Strabismus Service, Adult
Patient hopes to dispel myth that strabismus in adults is incurable
For nearly two years after taking a terrible fall that left her with strabismus (misaligned eyes), Janet Gurski, 72, searched for treatment that would restore her depth perception and alleviate the double vision that became unbearable. Yet, she was repeatedly told that there was no cure and that she would have to live with it.
When the accident occurred, Janet fell face first into a plant stand after rushing up the stairs to answer the phone. Initially, she had no eye symptoms and was relieved to learn that X-rays showed no damage to her prosthetic hips and knees. It wasn't until several months later that symptoms of strabismus slowly emerged and progressed.
First, she began seeing two of everything. Then, when she drove, it became difficult to judge the distance between her car and cars around her. It became impossible to follow print across the page of a newspaper, read a book and watch television.
"I would see the TV image and the same image above it," she said in an interview. "Those news headlines that run along the bottom of the screen on some shows became particularly annoying when you have to see two of them."

> [Recorded data]:

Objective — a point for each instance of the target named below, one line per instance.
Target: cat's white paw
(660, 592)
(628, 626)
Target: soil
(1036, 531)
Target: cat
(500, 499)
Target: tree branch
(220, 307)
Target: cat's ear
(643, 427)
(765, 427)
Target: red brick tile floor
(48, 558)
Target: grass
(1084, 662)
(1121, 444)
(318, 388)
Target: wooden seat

---

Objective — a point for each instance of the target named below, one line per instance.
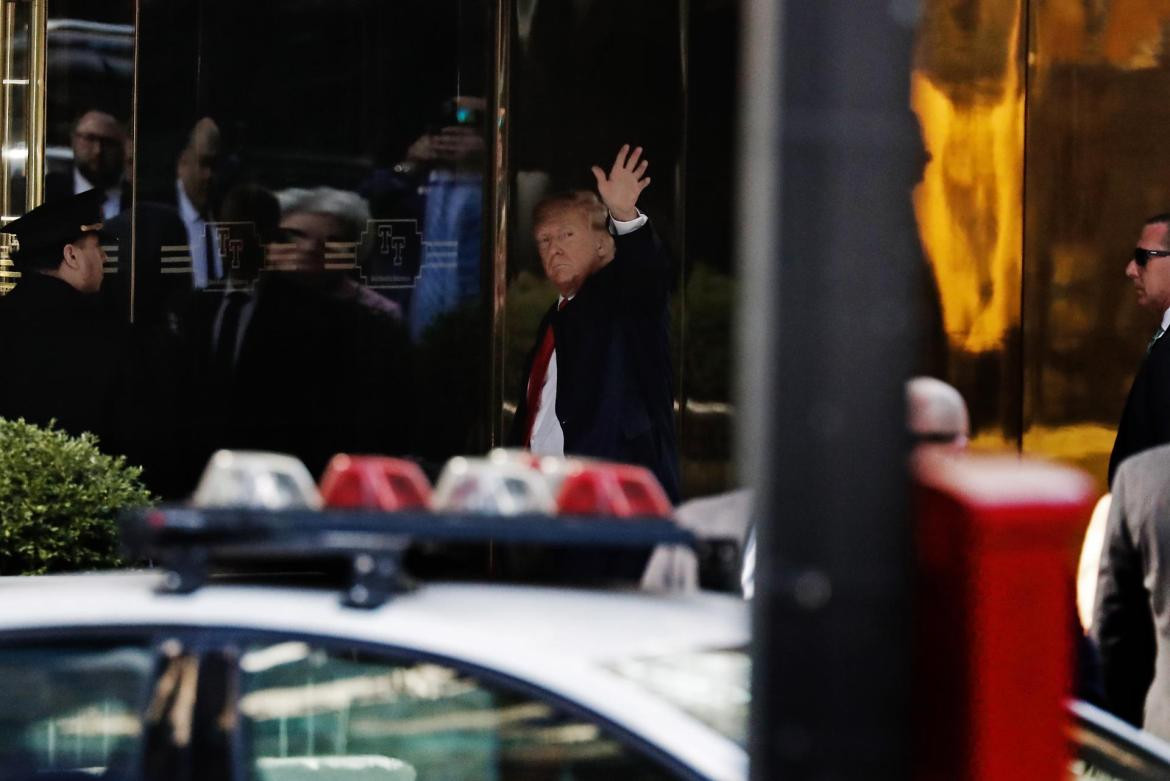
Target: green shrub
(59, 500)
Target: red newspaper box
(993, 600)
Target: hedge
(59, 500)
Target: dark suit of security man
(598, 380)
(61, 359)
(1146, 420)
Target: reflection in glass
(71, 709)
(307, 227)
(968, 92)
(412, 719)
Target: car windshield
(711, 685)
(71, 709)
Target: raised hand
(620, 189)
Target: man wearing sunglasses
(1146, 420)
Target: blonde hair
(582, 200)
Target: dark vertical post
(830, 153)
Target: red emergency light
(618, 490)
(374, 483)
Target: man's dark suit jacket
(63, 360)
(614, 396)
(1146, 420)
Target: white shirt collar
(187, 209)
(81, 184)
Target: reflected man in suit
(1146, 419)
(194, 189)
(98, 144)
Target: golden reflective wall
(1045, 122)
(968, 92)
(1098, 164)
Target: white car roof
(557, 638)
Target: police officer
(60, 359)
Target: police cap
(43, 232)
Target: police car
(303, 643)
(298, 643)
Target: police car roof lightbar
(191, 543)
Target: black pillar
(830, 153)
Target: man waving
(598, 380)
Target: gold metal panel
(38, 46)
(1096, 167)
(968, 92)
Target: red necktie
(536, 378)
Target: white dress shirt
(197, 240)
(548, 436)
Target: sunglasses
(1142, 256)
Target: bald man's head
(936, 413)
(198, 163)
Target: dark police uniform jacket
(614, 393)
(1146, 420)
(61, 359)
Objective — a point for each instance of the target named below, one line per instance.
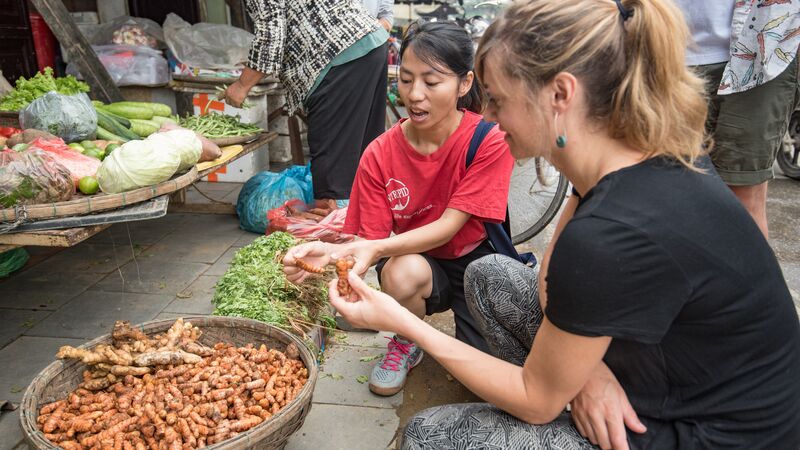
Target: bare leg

---

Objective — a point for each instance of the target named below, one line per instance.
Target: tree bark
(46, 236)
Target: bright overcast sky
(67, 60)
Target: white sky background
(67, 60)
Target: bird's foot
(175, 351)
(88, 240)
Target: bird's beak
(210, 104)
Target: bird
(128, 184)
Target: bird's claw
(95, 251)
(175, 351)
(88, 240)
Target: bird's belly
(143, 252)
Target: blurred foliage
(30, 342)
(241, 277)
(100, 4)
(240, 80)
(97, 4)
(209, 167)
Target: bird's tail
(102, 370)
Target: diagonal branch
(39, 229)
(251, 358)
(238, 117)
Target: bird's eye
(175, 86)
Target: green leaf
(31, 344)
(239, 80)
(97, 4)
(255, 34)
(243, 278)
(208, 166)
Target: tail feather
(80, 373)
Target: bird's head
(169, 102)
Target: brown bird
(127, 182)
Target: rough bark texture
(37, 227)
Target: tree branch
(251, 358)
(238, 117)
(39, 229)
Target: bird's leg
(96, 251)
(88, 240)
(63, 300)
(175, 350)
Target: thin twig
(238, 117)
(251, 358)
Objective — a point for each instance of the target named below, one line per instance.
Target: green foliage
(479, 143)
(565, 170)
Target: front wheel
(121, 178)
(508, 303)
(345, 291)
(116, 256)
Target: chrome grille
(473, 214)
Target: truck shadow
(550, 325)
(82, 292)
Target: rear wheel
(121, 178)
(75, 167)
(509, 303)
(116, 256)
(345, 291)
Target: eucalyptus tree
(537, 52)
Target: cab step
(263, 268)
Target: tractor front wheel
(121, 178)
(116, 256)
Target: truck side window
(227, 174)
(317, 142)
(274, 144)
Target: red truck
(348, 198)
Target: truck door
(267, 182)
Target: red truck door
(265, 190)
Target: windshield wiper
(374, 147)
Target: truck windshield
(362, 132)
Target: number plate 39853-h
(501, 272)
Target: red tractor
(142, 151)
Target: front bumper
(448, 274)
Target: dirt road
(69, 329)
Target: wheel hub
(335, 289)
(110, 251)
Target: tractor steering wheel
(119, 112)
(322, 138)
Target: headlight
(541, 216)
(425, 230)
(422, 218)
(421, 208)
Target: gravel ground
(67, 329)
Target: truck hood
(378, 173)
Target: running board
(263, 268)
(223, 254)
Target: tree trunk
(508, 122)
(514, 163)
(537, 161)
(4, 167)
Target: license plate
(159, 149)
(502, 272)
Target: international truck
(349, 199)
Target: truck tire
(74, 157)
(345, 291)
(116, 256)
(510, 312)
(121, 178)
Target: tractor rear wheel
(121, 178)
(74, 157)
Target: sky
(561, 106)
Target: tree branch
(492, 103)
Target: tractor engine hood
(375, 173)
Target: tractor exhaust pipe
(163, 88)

> [Work order]: In the strabismus article, what made Janet relieved right after her fall? Answer in one to three sentences.

> [Answer for the task]: Janet was relieved because X-rays showed no damage to her prosthetic hips and knees. At that point she also had no eye symptoms. Signs of strabismus only appeared several months later.